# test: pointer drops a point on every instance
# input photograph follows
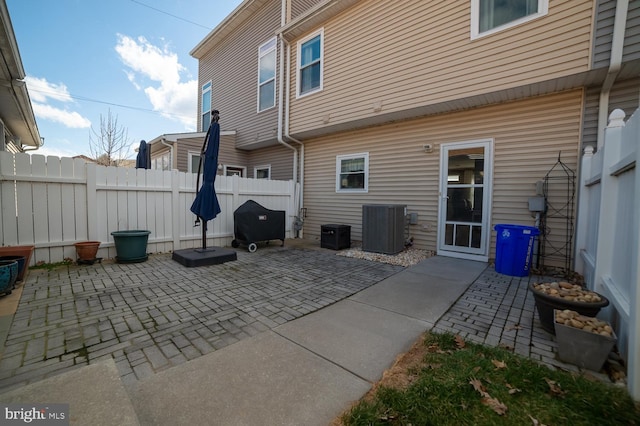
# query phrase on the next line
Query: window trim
(339, 159)
(207, 87)
(543, 9)
(264, 167)
(311, 36)
(274, 50)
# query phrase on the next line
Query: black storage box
(254, 223)
(335, 237)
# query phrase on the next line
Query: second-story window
(489, 16)
(206, 106)
(310, 59)
(267, 75)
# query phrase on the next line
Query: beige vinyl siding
(232, 67)
(278, 157)
(383, 56)
(298, 7)
(528, 135)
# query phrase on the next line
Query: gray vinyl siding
(227, 154)
(232, 67)
(527, 138)
(632, 36)
(603, 33)
(298, 7)
(278, 157)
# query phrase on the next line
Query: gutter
(615, 64)
(283, 112)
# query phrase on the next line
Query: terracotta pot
(21, 251)
(87, 250)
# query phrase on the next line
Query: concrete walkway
(353, 318)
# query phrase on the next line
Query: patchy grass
(444, 380)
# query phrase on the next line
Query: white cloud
(70, 119)
(168, 95)
(42, 92)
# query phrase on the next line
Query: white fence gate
(608, 234)
(54, 202)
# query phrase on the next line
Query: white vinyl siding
(267, 75)
(310, 64)
(205, 111)
(490, 16)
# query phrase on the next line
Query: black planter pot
(545, 305)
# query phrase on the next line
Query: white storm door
(465, 199)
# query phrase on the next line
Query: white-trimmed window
(193, 162)
(262, 172)
(490, 16)
(310, 63)
(205, 109)
(352, 172)
(267, 75)
(235, 171)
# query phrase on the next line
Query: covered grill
(254, 223)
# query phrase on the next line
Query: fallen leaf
(554, 387)
(499, 364)
(495, 405)
(512, 390)
(477, 385)
(535, 421)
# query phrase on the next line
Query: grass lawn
(447, 381)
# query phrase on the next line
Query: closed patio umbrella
(205, 206)
(142, 159)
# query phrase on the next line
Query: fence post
(634, 320)
(175, 206)
(584, 213)
(92, 202)
(608, 200)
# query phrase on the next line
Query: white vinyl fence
(608, 234)
(54, 202)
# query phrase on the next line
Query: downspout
(281, 96)
(615, 63)
(163, 141)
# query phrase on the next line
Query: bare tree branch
(109, 145)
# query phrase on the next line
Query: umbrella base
(204, 257)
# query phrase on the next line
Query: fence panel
(609, 237)
(53, 203)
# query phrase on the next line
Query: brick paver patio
(153, 315)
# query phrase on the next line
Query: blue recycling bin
(514, 249)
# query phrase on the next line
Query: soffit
(227, 26)
(315, 17)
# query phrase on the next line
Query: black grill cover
(253, 222)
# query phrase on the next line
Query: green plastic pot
(131, 246)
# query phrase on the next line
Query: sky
(85, 59)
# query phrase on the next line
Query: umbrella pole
(204, 234)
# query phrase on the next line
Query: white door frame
(481, 253)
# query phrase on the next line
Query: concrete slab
(94, 393)
(265, 379)
(421, 292)
(362, 339)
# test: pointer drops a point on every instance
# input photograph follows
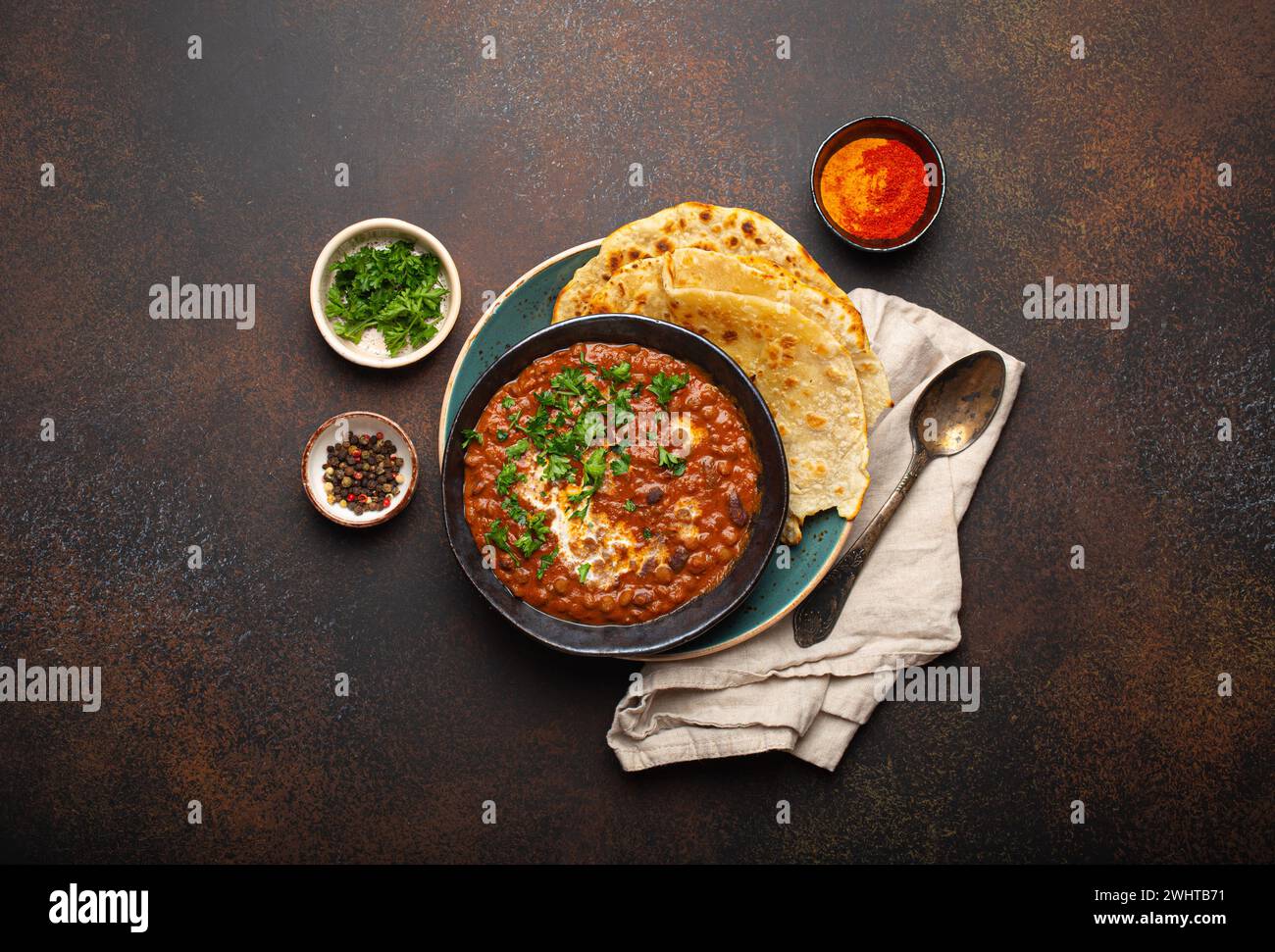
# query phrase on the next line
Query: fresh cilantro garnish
(393, 289)
(674, 464)
(595, 466)
(557, 402)
(663, 385)
(538, 427)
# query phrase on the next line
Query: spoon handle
(815, 617)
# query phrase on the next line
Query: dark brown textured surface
(1097, 684)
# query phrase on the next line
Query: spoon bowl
(951, 412)
(957, 404)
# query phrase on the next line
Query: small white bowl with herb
(383, 293)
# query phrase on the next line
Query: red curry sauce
(611, 483)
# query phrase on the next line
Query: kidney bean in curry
(611, 483)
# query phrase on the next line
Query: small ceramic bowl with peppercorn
(358, 470)
(383, 292)
(878, 182)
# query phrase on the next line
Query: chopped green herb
(514, 509)
(556, 468)
(393, 289)
(570, 380)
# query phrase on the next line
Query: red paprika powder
(875, 187)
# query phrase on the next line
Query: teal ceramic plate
(527, 306)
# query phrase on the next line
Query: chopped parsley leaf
(619, 374)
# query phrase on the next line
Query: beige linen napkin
(770, 695)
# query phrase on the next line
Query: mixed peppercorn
(362, 473)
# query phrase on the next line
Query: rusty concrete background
(1097, 684)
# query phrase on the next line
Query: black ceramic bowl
(700, 613)
(881, 127)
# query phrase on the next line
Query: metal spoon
(950, 415)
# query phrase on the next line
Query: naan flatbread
(799, 368)
(738, 232)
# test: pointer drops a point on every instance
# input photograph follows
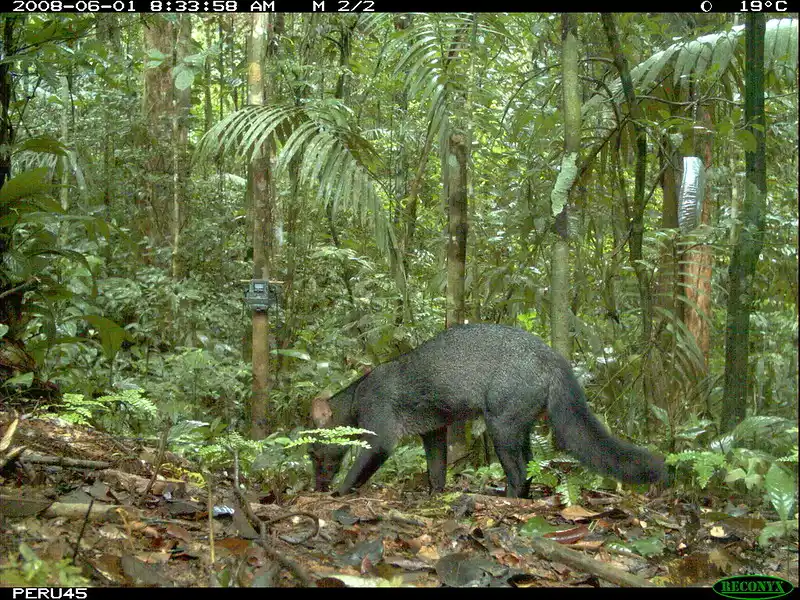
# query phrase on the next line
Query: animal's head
(326, 458)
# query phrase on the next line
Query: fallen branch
(32, 457)
(555, 551)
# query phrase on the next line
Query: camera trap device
(261, 294)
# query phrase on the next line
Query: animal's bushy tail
(580, 433)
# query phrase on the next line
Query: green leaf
(289, 352)
(24, 185)
(25, 379)
(111, 334)
(43, 144)
(781, 489)
(184, 78)
(746, 139)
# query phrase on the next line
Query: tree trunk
(751, 235)
(261, 190)
(157, 109)
(181, 105)
(559, 260)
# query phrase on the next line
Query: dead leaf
(577, 513)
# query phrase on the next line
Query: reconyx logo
(752, 586)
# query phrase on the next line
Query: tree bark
(751, 235)
(262, 194)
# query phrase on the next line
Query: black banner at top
(366, 6)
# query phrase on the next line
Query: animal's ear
(321, 412)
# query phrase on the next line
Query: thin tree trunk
(751, 235)
(559, 270)
(261, 189)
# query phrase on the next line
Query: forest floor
(72, 495)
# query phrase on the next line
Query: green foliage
(703, 465)
(28, 570)
(341, 436)
(547, 468)
(483, 475)
(405, 463)
(125, 413)
(644, 546)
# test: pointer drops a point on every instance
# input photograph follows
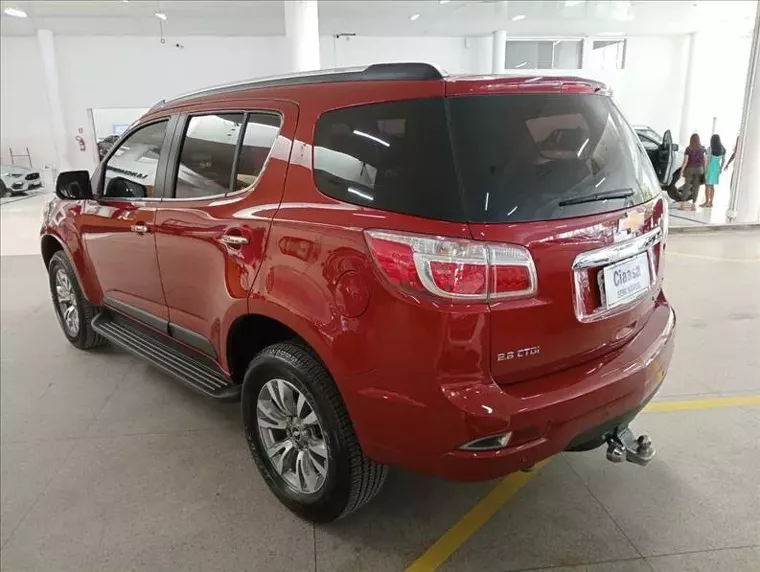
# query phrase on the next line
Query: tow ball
(623, 445)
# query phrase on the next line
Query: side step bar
(165, 356)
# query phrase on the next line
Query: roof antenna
(161, 23)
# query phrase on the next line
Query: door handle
(233, 240)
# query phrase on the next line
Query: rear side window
(261, 130)
(392, 156)
(530, 157)
(208, 155)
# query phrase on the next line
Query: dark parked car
(656, 146)
(390, 266)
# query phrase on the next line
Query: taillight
(458, 269)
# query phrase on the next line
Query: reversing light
(460, 270)
(491, 443)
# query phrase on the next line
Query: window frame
(612, 40)
(579, 39)
(172, 169)
(163, 159)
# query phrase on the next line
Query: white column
(498, 61)
(302, 31)
(60, 140)
(690, 84)
(745, 192)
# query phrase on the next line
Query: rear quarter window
(393, 156)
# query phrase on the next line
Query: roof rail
(373, 72)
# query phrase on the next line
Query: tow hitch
(623, 445)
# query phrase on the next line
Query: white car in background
(16, 180)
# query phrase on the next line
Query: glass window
(547, 54)
(393, 156)
(208, 154)
(544, 156)
(261, 131)
(130, 173)
(608, 54)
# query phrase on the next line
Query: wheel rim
(292, 436)
(67, 307)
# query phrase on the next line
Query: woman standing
(693, 170)
(715, 164)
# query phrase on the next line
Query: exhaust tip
(491, 443)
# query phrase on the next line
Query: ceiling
(384, 17)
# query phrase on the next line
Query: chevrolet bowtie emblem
(631, 222)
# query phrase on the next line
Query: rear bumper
(545, 416)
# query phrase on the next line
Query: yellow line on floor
(711, 258)
(711, 403)
(471, 522)
(509, 486)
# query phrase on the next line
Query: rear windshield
(518, 157)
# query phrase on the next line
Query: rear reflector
(457, 269)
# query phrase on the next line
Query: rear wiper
(616, 194)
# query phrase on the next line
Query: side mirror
(73, 186)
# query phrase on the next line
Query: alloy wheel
(292, 436)
(67, 306)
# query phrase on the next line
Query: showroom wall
(25, 116)
(137, 71)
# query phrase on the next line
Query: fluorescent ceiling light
(15, 12)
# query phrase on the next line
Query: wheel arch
(50, 243)
(252, 332)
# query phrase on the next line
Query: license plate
(624, 280)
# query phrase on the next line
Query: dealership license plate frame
(605, 274)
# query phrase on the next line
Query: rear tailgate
(566, 323)
(564, 175)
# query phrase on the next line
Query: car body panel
(404, 365)
(651, 140)
(207, 282)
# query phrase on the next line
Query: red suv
(388, 266)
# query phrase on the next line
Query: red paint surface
(419, 375)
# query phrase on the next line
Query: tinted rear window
(520, 156)
(391, 156)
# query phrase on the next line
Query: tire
(351, 479)
(83, 337)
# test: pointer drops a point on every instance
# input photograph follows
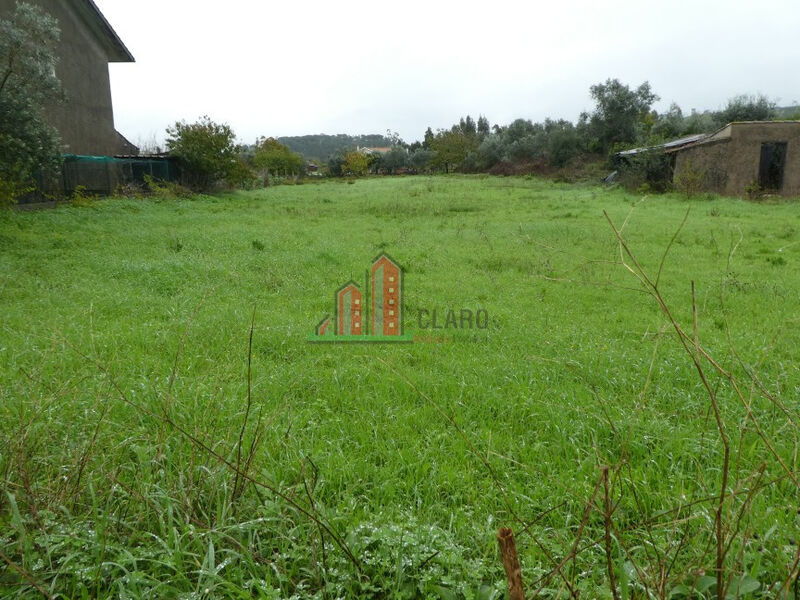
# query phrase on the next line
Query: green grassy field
(137, 460)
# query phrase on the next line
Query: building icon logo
(372, 315)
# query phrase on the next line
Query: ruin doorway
(773, 161)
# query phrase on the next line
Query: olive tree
(28, 83)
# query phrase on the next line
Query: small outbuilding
(743, 157)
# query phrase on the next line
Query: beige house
(741, 156)
(85, 121)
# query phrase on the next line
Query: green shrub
(205, 150)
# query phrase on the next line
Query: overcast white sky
(295, 68)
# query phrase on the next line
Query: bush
(206, 151)
(28, 42)
(651, 167)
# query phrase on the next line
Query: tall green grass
(167, 431)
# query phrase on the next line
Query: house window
(773, 161)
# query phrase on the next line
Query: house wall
(732, 164)
(86, 120)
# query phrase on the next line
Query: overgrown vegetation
(28, 83)
(165, 430)
(206, 151)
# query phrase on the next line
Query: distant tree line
(622, 118)
(207, 152)
(321, 147)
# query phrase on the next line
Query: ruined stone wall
(731, 165)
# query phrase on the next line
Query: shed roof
(671, 145)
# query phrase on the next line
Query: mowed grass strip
(124, 386)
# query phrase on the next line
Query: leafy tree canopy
(206, 150)
(618, 115)
(28, 83)
(746, 108)
(277, 159)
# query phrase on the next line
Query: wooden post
(508, 553)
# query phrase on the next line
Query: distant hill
(322, 146)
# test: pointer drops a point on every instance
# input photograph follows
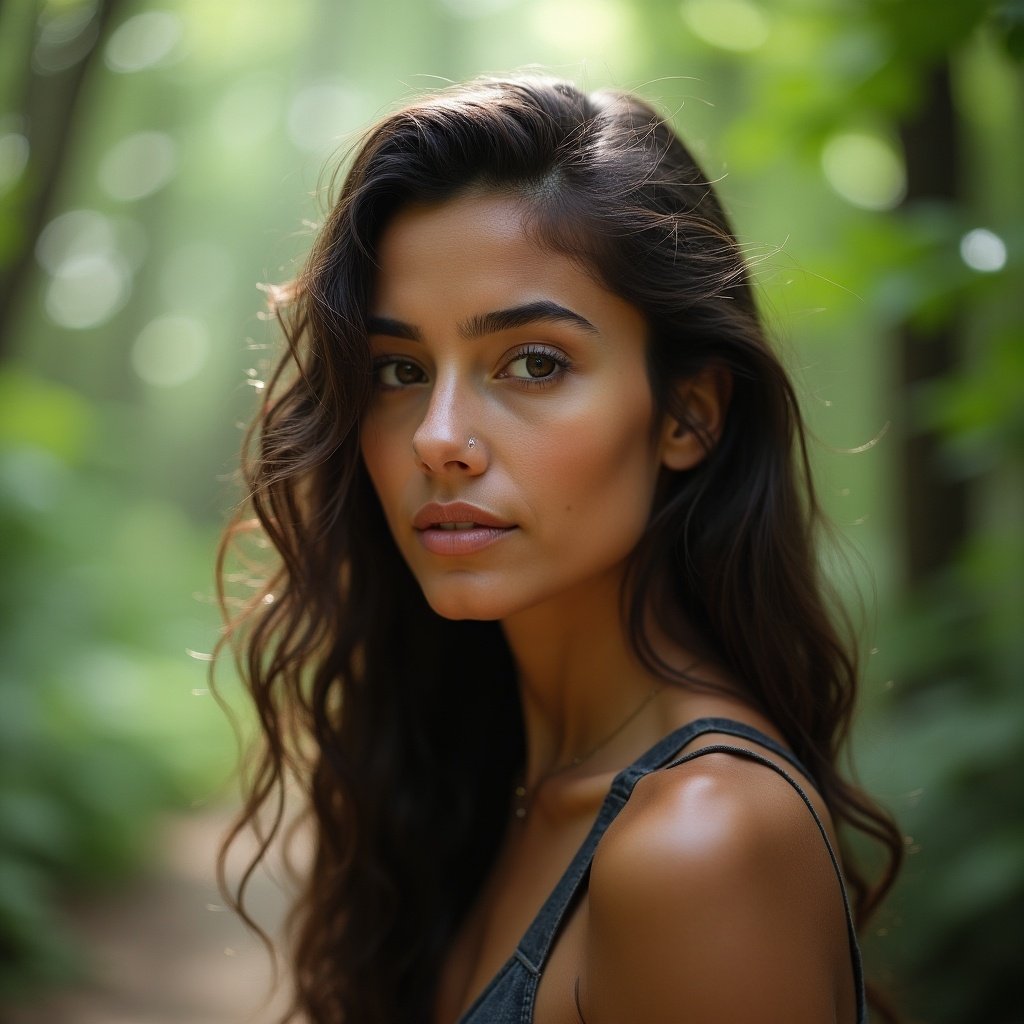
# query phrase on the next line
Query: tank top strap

■ ■ ■

_Exercise description_
Keeping pictures out, repeat exactly the lines from the one containing "Query: distant tree line" through the end of the listing.

_Reply_
Query: distant tree line
(622, 118)
(207, 152)
(321, 147)
# query phrase on the next line
Query: ruined stone wall
(731, 165)
# query phrase on the next line
Query: shed roof
(671, 145)
# query phrase on the next line
Query: mowed grass strip
(124, 386)
# query phrase on the next line
Query: leafy tree canopy
(206, 150)
(618, 115)
(28, 83)
(746, 108)
(277, 159)
# query phrase on the next line
Query: wooden post
(508, 553)
# query phrase on the next line
Query: distant hill
(322, 146)
# test: pointer drops a point on every instance
# input photograph follows
# query phrase on the next line
Query: tank top strap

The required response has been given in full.